Required task: Reproduce every line of the listing below verbatim.

Stored dataset listing:
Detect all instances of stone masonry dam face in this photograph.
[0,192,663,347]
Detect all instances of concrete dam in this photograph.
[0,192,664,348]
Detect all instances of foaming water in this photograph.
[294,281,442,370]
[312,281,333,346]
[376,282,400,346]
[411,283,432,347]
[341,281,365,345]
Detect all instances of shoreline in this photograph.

The output:
Detect all instances of stone masonry dam face in this photograph.
[0,192,663,347]
Detect all instances of concrete dam in this photograph.
[0,192,664,348]
Detect all instances of foaming water in this photograph.
[294,281,442,370]
[312,281,333,346]
[376,282,400,346]
[411,283,432,347]
[341,281,365,345]
Detect all instances of shoreline in this photograph.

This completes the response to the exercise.